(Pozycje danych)
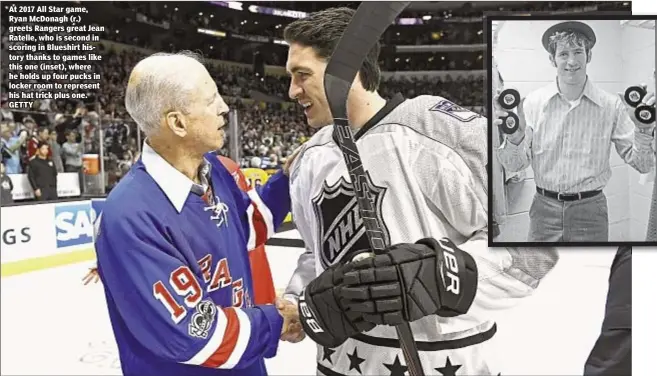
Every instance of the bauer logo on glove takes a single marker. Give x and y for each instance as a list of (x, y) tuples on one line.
[(409, 282)]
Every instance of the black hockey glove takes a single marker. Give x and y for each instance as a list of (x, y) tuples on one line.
[(411, 281), (323, 319)]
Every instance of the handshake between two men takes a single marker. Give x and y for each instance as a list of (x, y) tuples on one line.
[(405, 283)]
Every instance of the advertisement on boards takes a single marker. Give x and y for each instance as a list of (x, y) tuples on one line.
[(27, 232), (73, 224)]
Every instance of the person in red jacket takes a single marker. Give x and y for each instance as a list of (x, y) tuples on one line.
[(263, 282)]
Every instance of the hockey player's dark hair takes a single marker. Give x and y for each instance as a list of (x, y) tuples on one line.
[(322, 31)]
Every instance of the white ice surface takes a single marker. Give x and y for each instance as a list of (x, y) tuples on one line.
[(53, 324)]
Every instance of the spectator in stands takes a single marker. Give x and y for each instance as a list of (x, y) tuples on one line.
[(11, 146), (56, 149), (42, 136), (72, 153), (42, 174), (6, 186), (5, 111)]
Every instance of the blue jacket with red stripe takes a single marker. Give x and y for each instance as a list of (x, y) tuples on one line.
[(176, 271)]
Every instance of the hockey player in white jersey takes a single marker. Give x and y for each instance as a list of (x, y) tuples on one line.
[(426, 159)]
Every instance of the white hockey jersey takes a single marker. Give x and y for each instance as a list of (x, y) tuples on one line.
[(426, 158)]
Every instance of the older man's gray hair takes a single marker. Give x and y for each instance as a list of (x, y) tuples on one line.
[(159, 84)]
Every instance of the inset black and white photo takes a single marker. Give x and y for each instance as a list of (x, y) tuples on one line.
[(572, 114)]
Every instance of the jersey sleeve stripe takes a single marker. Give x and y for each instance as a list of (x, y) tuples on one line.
[(229, 340), (251, 243), (243, 340), (264, 211), (214, 342)]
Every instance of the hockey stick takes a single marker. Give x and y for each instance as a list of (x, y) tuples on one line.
[(362, 33)]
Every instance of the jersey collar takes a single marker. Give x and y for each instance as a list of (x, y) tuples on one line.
[(390, 105), (175, 185)]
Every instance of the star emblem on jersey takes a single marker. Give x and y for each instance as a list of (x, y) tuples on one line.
[(448, 369), (327, 354), (454, 110), (341, 228), (201, 322), (396, 369), (219, 212), (355, 361)]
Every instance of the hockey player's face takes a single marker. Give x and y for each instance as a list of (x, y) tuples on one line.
[(307, 84), (570, 60)]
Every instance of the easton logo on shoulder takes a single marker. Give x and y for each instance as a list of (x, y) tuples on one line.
[(454, 110), (340, 226)]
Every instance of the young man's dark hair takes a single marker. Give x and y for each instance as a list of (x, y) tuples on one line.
[(322, 30)]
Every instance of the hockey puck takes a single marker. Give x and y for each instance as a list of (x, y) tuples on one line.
[(645, 114), (634, 95), (509, 99), (510, 123)]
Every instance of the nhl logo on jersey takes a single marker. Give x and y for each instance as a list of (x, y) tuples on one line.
[(201, 322), (454, 110), (341, 228)]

Szczegóły zadania: Zmień wszystkie wpisy, zastępując „takes a single marker” wyrażeniem „gets exactly one marker”, a resztę zostaw bez zmian. Proszę pominąć obrazy w odpowiedzi.

Rozwiązanie zadania:
Every instance of the bauer logo on glove gets exactly one marker. Give x and y for each instance as a list of (x, y) tuples on one line.
[(409, 282)]
Every instance of the black hockey glove gets exactly one marker. Give x and y for each instance as a list of (x, y) tuples on one line.
[(411, 281), (323, 319)]
Every instance of the handshake between two men gets exactly one marker. Give x and y for each instance as a list of (x, y) tuples on one line.
[(405, 283)]
Every instance of the advertisement on boards gets exactly one marker. Give x and y for each instance as a list of (x, y) tuples on one line.
[(27, 232), (73, 224)]
Every instance of the person in red jacket gets exactly one marker. Give x and y for each instance as a list of (x, y) tuples on one line.
[(263, 282)]
Every instance of the hockey player's dark hair gets exactly one marker. Give x and y for each instance as a list of (x, y) tuples on one line.
[(322, 31)]
Every instance of the white ice surface gets exactly one marker. Give x and y for each instance as a list of (x, y) tuples on one line.
[(53, 324)]
Every instance of the spectator in stands gets exactly one marker. Give x and y for each instance as a list of (x, y) tuples on one line.
[(11, 146), (56, 149), (42, 136), (72, 153), (42, 174), (6, 186), (5, 111)]
Every instance of the blue jacket with red stripe gets exactly one marker. Give x and y for each instance as a list of (x, y) tuples on one line.
[(176, 271)]
Every instance of the hockey player in white jersey gets exactly one marker. Give x and y for each instance as a list of (x, y) tuples on one line.
[(426, 159)]
Every instance of the white hockey jersey gets exactly one marker. Give x and y for each instance as a list of (x, y) tuples on one line.
[(426, 158)]
Every instance of the older man's gray hair gets exactly one marker. Give x and y for each instance as a list of (x, y) tuples on one line.
[(159, 84)]
Every instance of the inset black and white photo gets exactly one marker. Give x and y for each instance as a list of (x, y) tuples on one line.
[(572, 114)]
Every instance of the jersey sleeve stripe gets exactly one marker. Give x and y for each instance as a list of (x, y) tuples on one line.
[(229, 340), (251, 243), (243, 340), (264, 211), (214, 342)]
Every instance of the hockey stick gets exactly one marker. Give x and y for each instance as a list of (x, y) tuples on one line.
[(362, 33)]
Every instance of the jersey collar gets exactly one marker. Give x and y for each instance as a list of (x, y) tuples on one line.
[(390, 105), (175, 185)]
Every instance of the star emblem on jersey gets exactly one marker. Give x and y for each instance as a list of (x, y) tuples on one line.
[(448, 369), (327, 354), (454, 110), (341, 228), (201, 322), (396, 369), (219, 212), (355, 361)]
Every instance of the hockey player's face gets exactly one marker. Give x and y for each instance as a list of (x, y) tuples on one line.
[(307, 84), (570, 60)]
Every instance of the easton logo on shoulder gets exactly one marker. Give x and y for each instance as a list of (x, y) tuples on one line.
[(454, 110), (340, 226)]
Every instance of the young man's dark hair gets exactly one marker. Give x and y for each instance as a list of (x, y) tuples on one line.
[(322, 30)]
Every instance of the hockey puck gets exactly one marker. Give x and y for each instance as a list of (x, y) tuples on one line.
[(645, 114), (634, 95), (509, 99), (510, 123)]
Every instance of the nhl logo on jersey gets exactly one marker. Give x and y for each instance as a list of (x, y) tuples on one line.
[(201, 322), (454, 110), (341, 228)]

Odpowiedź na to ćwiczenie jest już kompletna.